PAGE EXCERPT:
San Diego, California

Q. What is the importance of getting third base resolved for you this off-season?
CHRIS WOODWARD: I would like to get it done sooner than later. Obviously it's out of my hands. It's important. It's obviously a need for us. We need obviously that position filled, and preferably with a right-handed bat. Doesn't have to be, but I would like to get that done and I know John Daniels would like to get it done as well as just to focus on things that we could address. Hopefully we do get it done soon.

Q. Since last we talked they've signed a couple of starting pitchers. How important was that to get that done?
CHRIS WOODWARD: It's important.

Q. To get your rotation where it feels like it's supposed to?
CHRIS WOODWARD: Anytime you can fill those spots with legitimate guys who have track records, we feel like both those guys have a lot more than they have done in their career. Not that they haven't done well. Jordan Lyles was a guy that we identified that he found something last year we saw at the same time that we faced him and we said, okay, he has made some really good adjustments to how he's using his pitches, how his ball is spinning, how he's using his curveball. We thought he could be sustainable with that going forward and that was really intriguing for me going forward. This is a real guys and he's always had good stuff, but now we feel like he can sustain the quality that he did for the second half of last year.

With Kyle, with Gibson, he's got more of a track record with success. It's nice to have guys -- you have four quality guys with that fifth spot still being open. We can fill it with another guy or we can have our younger guys compete for that spot, which we're going to get the best guy out of our group in that spot if we choose to do that.

It gives us more options to move forward and we don't really have to -- it's not hanging over our heads that we have to have a starter, because we have four legitimate guys. If we choose to get another guy then we have five and the rest of them are depth, which is a great thing.

Q. With Lyles I tried to figure out what was the difference; his pitch selection changed.
CHRIS WOODWARD: He elevated his fastball. Uses four-seam more; he was a two-seam guy. I know in Pittsburgh used the two-seam a lot. Colorado he tried to use his two-seam. So he started mixing up his four-seam with his two-seam and then throwing a tighter breaking ball, which was kind of the big difference. He could throw that breaker ball at any count, any time, and he did. He did it against us and he had a lot of success with it.

Once he started elevating that four-seamer we felt like with Lance Lynn the mix, he uses the four-seamer with the two-seamer. Lyles has a better curveball, a really good curveball, so we feel like that mixed with Lance there he can talk him through some of that.

Honestly I think Jordan is scratching the surface on finding out how good he can be, and that was intriguing for me to get him around the guys and talk to our pitching staff and talk to the other pitchers, and we can make him sustainably good.

Q. Did you hear that Lyles has greatly benefited by Yasmani Grandal, who helped him out?

REQUEST 1:
Duplicate the passage of the Chris Woodward interview between "San Diego, California" and "it's supposed to?", inclusive.

DATA RECORDS:
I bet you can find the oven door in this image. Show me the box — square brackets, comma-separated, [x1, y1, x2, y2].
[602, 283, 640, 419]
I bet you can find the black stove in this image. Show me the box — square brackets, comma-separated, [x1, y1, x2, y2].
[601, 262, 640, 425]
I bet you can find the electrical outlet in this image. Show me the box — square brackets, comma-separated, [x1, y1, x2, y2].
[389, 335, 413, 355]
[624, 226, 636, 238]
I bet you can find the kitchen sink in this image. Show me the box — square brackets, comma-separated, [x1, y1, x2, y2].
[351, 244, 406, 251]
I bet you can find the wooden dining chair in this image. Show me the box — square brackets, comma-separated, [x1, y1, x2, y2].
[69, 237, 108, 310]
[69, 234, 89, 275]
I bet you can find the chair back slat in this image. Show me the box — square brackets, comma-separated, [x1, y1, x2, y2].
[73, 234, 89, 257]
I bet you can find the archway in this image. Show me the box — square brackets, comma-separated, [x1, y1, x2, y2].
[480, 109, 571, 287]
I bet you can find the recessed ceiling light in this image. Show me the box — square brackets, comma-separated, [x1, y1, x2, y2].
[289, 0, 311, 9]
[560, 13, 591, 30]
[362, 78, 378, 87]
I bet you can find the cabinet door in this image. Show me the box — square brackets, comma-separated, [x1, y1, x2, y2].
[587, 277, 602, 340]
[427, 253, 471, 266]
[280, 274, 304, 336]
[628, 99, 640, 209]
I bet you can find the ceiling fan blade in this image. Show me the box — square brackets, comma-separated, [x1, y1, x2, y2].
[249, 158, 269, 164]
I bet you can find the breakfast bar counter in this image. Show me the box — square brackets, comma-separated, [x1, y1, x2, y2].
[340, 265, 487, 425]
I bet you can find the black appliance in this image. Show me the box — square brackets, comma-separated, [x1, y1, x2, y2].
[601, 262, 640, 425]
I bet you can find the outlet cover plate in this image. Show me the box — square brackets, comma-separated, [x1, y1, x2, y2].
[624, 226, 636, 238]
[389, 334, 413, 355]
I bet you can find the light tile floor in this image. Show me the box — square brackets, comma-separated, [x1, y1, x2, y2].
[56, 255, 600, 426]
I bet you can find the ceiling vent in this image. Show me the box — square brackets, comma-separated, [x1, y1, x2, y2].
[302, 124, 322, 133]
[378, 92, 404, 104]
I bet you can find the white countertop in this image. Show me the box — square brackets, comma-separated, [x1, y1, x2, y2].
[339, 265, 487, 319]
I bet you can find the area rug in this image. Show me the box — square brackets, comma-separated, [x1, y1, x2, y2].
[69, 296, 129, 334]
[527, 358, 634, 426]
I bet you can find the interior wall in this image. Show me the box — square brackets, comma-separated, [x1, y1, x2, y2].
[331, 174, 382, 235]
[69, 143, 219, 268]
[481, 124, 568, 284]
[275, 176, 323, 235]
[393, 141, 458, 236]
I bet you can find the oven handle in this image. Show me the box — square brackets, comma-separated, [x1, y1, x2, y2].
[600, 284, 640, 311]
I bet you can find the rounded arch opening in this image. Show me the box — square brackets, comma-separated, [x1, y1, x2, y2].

REQUEST 2:
In the entries, rename "archway" to "doorway" in the lines between the ones holding "I bet you can find the archway" and "[480, 109, 571, 287]", inclusive. Give only those lines, with everything else left the same.

OUTPUT 1:
San Diego, California

Q. What is the importance of getting third base resolved for you this off-season?
CHRIS WOODWARD: I would like to get it done sooner than later. Obviously it's out of my hands. It's important. It's obviously a need for us. We need obviously that position filled, and preferably with a right-handed bat. Doesn't have to be, but I would like to get that done and I know John Daniels would like to get it done as well as just to focus on things that we could address. Hopefully we do get it done soon.

Q. Since last we talked they've signed a couple of starting pitchers. How important was that to get that done?
CHRIS WOODWARD: It's important.

Q. To get your rotation where it feels like it's supposed to?

OUTPUT 2:
I bet you can find the doorway in this image. Show me the box — square brackets, comma-separated, [x1, y1, x2, y2].
[480, 109, 571, 287]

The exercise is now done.